→ TASK BRIEF
Reproduce the listing that follows with no differences at all.

→ ENTRIES SUPPLIED
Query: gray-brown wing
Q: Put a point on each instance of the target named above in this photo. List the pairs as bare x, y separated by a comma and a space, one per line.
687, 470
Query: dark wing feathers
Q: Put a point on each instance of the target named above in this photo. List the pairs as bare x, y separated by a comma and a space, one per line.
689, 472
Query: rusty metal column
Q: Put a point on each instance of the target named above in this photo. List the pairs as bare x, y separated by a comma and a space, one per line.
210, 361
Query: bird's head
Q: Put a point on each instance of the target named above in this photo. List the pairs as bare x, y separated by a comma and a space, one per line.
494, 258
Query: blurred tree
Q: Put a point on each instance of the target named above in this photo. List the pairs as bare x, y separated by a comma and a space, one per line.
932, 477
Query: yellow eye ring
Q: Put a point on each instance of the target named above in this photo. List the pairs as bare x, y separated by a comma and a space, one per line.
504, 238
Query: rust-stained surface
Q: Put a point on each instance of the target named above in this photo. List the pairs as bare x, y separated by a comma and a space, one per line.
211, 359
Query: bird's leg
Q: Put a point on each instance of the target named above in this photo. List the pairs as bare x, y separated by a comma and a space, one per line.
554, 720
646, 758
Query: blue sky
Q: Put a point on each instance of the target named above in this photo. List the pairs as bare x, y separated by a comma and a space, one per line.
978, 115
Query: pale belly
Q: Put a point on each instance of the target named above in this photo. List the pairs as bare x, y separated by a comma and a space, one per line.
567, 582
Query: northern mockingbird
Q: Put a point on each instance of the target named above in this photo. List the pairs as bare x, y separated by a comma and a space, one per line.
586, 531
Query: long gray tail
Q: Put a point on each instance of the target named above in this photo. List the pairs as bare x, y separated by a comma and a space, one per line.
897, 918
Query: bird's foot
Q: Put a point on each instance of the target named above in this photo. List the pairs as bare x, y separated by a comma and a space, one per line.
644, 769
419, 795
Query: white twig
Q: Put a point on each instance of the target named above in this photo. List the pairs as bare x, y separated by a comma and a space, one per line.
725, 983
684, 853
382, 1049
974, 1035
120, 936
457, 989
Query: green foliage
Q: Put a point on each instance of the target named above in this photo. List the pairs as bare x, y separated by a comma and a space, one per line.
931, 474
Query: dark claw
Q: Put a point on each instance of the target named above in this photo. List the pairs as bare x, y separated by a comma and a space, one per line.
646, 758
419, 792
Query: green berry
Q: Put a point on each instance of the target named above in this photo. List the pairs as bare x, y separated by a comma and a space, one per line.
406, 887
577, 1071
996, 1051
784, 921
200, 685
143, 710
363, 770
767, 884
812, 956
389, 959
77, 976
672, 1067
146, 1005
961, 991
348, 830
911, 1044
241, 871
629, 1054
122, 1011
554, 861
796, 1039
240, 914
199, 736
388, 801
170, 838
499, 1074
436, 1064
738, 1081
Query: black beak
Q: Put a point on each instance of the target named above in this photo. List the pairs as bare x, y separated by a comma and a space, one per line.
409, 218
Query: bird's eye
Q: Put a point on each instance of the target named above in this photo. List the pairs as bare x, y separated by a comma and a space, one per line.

→ CORRECT ANSWER
Query: gray-brown wing
Q: Put a point on each instance of the target named above in this photo. List the pairs as bare x, y separated by a comma and a space, one per line.
687, 470
Query: dark wing feathers
Q: Put a point on each instance of the target named above in this photo. List the pairs as bare x, y separated by a comma and a space, one per line.
689, 472
Query: rusty metal column
Q: Put a point on each instance of the target named above in this photo. List the pairs as bare x, y separated by a comma and a space, one per line.
210, 361
Query: bird's head
Q: Put a point on each instance of the target named above in this photo. List the pairs as bare x, y separated by a comma and a space, one per line.
494, 258
Query: blurred tree
Q: Put a point on each instance of the target named above in this photo. List the pairs as bare x, y separated by a comma and a space, one per line.
932, 477
Query: yellow eye ring
Q: Put a point on each instance of the target named above in this photo. List the pairs as bare x, y separated by a comma and a space, one per line.
504, 238
Query: rust-stained surface
Q: Put a point on each instance of the target named above in this photo. List the pairs as bare x, y separated by a comma and a space, one per line.
211, 359
Query: bird's leg
Q: Put a point on each instance of the target named above in this photo. List the pairs as bare x, y separated by a comma and a space, one per line.
554, 720
646, 758
Query: blue sky
Q: Put a point on each instance of the target named above in this photo. List the pairs as bare x, y separated by a comma and a space, one per line.
978, 115
Query: pale belly
Q: Put a point on each instance of the target named above in this photo. List the pairs as bare x, y separated by a comma and a space, one per line.
567, 582
Query: northern mockingbird
Q: Put a point on each instance of the target named above in this photo. List the pairs as bare x, y separated by a comma and a space, one per line.
586, 531
Query: long gray tail
Q: Put a point on each instance of the target named above in this photo. List the pairs as bare x, y separated by a comma and a space, one per line.
897, 918
Query: bird's foot
Q: Put a point on each instance of the target named above in this photo. List the pairs as bare x, y separated by a comma and a space, one per line.
644, 769
419, 795
Query: white twig
Q: Put a point on each instance of the target named above in this photo. List the pairs as bare x, y separated by a comma and a space, one per line.
725, 983
684, 853
382, 1049
974, 1035
120, 936
457, 989
Query: green foliage
Q: Put a point on each instance of the target named above in this photo. List the pairs as bare x, y separated by a comma and a space, one per line.
931, 474
Query: dark claw
Q: Put a point on each instance of the target named above in this photo. List the pairs as bare x, y separated by a comma and a space, one per line.
646, 758
419, 792
Query: green berry
Q: Put a point on each instance of the target named above in this photo. List the pairs as bare x, y separated by a comma and a space, one per line.
406, 887
577, 1071
996, 1051
784, 921
200, 685
143, 710
363, 770
767, 884
812, 956
389, 959
77, 976
672, 1067
146, 1005
961, 991
348, 830
911, 1044
241, 871
629, 1054
122, 1011
554, 861
796, 1039
240, 914
199, 736
388, 801
170, 838
499, 1074
436, 1064
738, 1081
Query: black beak
Q: Put a point on each instance of the target named above in this photo. List the pairs as bare x, y separated by a comma and a space, one per line.
409, 218
Query: bird's eye
Q: Put a point on each instance of the target named above in this photo. List the pairs as bare x, y separated by a comma and a space, one per line.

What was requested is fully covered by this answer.